[DATA EXTRACT start]
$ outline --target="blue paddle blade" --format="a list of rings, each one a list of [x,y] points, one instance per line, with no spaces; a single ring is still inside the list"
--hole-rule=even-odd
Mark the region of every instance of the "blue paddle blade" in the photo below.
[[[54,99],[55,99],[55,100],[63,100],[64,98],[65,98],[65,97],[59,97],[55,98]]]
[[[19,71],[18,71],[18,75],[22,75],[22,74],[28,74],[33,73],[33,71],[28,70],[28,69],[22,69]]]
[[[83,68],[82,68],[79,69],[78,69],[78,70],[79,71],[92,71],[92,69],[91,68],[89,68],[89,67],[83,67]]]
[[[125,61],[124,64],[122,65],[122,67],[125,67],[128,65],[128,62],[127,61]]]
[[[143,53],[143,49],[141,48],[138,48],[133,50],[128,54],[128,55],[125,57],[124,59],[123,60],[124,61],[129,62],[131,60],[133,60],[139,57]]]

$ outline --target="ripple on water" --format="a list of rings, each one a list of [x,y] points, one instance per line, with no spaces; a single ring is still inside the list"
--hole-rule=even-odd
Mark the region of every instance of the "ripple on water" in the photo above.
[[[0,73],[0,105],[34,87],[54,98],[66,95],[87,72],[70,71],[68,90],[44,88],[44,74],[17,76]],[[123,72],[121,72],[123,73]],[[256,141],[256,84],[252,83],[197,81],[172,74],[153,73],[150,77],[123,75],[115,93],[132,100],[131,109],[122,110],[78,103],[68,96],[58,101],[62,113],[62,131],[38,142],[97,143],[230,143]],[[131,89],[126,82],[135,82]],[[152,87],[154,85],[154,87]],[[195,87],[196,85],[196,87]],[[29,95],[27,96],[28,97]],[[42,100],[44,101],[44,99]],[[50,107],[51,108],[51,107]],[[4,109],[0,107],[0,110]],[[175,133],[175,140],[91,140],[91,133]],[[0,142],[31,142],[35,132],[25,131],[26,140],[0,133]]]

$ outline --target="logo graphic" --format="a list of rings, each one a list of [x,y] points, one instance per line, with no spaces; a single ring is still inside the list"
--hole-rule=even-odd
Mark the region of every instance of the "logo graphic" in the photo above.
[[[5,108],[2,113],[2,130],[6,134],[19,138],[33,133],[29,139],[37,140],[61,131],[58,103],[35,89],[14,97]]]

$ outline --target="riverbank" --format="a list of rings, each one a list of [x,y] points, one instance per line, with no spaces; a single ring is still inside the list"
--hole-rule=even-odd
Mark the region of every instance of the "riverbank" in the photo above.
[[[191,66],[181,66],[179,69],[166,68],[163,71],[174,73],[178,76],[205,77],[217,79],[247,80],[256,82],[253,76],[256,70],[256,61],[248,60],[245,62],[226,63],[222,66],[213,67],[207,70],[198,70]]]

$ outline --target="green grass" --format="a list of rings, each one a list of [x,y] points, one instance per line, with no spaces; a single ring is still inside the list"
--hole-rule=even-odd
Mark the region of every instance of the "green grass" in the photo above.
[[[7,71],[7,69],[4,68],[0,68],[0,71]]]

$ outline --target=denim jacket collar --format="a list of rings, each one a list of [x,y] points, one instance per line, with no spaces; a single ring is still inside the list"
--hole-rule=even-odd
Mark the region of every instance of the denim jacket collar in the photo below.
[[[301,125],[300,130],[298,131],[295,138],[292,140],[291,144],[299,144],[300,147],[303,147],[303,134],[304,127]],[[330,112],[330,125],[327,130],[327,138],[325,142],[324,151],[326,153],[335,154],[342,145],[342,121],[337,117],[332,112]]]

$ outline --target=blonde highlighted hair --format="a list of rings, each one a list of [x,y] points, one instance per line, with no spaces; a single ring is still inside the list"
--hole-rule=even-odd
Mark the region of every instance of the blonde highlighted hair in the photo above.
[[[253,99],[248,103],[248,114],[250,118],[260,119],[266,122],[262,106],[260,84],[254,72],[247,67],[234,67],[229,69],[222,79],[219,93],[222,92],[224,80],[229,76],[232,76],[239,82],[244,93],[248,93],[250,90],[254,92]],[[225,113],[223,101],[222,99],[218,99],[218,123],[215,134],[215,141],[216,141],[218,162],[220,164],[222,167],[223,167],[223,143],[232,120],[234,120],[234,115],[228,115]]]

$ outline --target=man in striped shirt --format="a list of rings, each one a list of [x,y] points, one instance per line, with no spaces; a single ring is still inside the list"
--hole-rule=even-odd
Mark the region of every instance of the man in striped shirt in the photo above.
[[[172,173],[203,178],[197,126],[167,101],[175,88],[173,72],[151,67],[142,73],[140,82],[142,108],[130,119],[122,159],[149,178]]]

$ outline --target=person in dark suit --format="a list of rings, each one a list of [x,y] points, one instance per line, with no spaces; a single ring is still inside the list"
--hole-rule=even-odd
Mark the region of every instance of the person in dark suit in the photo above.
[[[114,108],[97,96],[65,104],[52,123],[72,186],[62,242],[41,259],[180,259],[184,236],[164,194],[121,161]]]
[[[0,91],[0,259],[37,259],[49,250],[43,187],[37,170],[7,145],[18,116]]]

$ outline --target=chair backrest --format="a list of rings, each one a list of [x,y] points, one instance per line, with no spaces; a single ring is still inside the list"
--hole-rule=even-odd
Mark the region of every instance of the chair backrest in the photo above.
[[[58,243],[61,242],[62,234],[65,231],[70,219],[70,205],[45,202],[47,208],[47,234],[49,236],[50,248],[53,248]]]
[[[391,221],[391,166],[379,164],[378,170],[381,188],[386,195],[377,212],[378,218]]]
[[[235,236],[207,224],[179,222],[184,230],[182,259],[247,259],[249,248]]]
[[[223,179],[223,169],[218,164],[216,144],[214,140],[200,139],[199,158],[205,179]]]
[DATA EXTRACT end]
[DATA EXTRACT start]
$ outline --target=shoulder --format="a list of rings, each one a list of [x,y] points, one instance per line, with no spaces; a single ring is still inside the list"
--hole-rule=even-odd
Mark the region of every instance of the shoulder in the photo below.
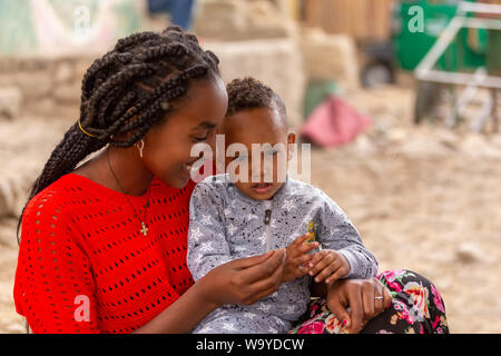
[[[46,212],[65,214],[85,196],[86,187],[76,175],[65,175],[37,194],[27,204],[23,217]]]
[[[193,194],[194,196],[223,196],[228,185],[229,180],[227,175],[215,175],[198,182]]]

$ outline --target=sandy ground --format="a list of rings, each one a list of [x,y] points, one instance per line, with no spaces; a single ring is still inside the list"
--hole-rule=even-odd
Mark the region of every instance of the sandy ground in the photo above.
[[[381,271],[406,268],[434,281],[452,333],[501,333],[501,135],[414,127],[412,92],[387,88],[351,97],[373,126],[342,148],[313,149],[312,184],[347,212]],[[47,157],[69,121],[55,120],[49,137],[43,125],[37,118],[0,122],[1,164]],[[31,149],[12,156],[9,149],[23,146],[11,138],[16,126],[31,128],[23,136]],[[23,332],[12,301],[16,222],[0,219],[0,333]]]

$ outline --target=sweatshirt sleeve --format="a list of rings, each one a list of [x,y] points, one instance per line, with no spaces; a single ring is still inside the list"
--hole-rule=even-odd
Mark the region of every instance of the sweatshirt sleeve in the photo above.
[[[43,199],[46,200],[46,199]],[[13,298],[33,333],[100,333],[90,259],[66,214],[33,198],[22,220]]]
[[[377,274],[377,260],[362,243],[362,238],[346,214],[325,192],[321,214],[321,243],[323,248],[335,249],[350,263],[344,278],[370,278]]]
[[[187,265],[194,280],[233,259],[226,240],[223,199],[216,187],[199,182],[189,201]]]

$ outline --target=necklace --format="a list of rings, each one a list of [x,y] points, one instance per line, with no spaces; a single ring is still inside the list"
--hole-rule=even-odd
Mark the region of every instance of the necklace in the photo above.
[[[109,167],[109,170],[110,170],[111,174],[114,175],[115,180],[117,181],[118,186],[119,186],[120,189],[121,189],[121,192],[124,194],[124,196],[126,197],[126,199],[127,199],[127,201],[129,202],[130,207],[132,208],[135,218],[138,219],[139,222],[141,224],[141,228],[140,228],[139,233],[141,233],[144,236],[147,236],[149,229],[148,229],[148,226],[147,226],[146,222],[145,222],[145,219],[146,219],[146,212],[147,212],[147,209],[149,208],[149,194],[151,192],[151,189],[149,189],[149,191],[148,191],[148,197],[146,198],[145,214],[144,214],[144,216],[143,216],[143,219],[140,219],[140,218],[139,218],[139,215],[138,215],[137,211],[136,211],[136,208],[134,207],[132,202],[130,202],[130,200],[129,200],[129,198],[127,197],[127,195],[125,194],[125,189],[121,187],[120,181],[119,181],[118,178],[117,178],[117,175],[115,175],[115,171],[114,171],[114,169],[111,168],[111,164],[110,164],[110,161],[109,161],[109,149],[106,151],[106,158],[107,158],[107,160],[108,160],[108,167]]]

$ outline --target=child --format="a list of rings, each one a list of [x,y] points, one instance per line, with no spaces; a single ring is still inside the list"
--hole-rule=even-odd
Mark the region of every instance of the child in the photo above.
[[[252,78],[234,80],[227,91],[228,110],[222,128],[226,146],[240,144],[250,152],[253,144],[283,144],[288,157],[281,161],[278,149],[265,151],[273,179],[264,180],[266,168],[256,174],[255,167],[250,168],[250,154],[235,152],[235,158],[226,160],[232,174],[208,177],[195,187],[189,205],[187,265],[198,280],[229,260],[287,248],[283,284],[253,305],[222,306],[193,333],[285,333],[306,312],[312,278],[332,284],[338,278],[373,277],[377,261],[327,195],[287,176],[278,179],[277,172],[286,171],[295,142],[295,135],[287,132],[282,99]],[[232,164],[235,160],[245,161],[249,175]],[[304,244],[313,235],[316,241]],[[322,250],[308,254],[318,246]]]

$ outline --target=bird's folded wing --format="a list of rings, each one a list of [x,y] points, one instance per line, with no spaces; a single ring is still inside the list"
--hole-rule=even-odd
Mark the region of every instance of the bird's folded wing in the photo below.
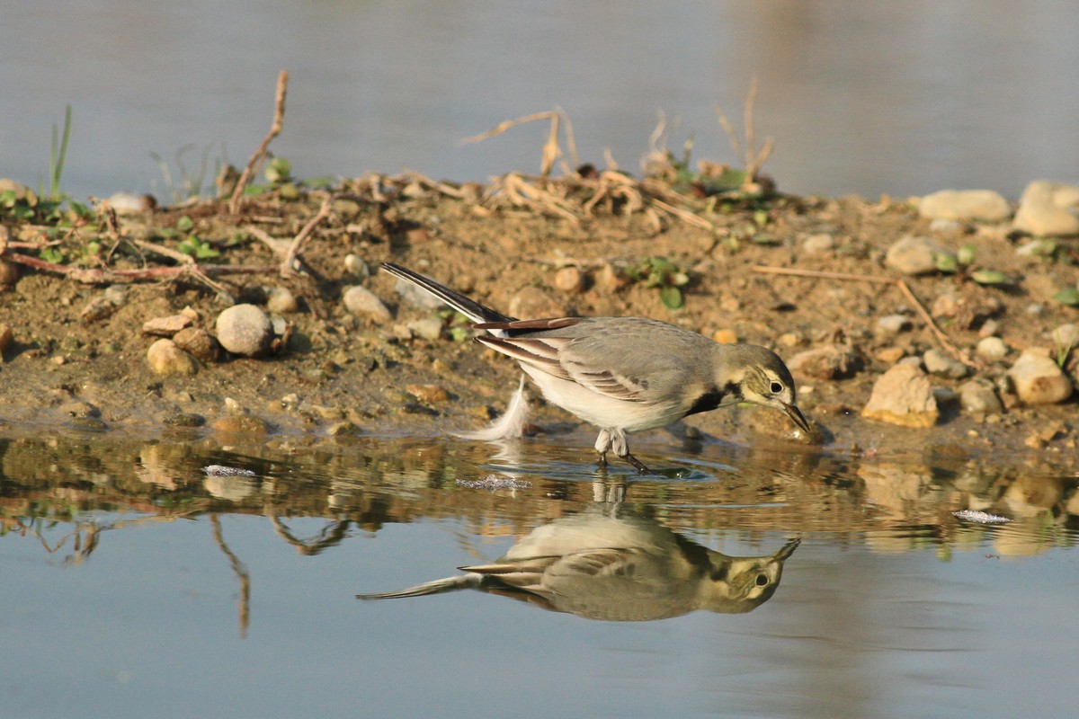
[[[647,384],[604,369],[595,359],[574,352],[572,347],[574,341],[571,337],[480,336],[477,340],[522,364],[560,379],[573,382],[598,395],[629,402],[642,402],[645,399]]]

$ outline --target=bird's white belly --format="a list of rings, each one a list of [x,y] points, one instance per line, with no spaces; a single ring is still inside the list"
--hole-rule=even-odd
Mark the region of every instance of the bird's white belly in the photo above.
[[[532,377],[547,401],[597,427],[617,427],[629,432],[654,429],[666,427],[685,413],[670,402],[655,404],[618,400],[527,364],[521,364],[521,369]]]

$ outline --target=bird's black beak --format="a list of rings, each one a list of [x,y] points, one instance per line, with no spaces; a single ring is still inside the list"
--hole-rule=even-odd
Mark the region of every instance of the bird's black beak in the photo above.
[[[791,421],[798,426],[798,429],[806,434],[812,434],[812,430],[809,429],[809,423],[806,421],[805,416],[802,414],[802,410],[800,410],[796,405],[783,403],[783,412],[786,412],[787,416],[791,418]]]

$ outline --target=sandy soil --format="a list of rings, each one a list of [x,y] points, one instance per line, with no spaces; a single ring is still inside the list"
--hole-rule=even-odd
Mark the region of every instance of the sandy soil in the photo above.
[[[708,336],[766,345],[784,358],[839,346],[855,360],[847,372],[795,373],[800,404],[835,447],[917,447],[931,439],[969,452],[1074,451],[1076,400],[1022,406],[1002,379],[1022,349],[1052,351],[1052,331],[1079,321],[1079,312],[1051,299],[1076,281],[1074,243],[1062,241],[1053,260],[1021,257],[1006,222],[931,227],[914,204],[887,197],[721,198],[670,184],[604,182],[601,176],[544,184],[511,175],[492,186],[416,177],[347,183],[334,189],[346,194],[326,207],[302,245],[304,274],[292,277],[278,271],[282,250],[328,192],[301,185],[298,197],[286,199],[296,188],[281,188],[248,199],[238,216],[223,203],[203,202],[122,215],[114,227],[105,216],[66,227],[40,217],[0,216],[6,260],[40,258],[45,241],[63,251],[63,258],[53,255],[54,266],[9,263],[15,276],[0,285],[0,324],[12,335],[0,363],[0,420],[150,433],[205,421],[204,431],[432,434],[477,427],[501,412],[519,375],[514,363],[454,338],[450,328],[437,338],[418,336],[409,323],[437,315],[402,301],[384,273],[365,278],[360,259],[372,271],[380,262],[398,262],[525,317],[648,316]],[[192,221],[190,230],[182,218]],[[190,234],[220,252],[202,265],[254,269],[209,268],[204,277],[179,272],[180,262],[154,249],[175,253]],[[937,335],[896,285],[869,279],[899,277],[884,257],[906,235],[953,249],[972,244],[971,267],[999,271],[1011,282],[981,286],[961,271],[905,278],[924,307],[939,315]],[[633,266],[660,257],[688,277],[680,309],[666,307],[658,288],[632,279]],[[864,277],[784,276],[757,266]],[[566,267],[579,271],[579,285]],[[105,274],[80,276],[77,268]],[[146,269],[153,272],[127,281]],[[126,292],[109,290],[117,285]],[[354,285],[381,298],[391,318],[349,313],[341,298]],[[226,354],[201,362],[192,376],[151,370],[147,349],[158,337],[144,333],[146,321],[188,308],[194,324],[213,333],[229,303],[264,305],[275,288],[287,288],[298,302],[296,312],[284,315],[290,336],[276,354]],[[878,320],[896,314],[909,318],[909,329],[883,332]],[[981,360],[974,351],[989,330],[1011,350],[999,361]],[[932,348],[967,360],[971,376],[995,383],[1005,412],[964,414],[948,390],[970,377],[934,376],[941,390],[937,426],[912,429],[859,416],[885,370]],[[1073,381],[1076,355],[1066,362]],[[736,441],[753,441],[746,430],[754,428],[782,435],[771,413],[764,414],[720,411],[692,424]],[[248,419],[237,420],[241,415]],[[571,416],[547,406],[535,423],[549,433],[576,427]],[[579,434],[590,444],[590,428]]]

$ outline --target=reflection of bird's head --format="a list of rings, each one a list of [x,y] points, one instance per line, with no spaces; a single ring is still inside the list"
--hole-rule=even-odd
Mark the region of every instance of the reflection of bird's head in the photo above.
[DATA EXTRACT end]
WHAT THE EXERCISE ASKS – In the items above, copy the lines verbatim, beginning with the line that contains "outline --target=sandy soil" and continuing through the line that contains "Mark the region of every instance of the sandy soil", including both.

TASK RESULT –
$ outline --target=sandy soil --format="a list of rings, each one a list of [x,y] points, one instance per line, with no spaces; a single ring is still inside the list"
--hole-rule=even-odd
Mark the region of every instance of the sandy soil in the photo above.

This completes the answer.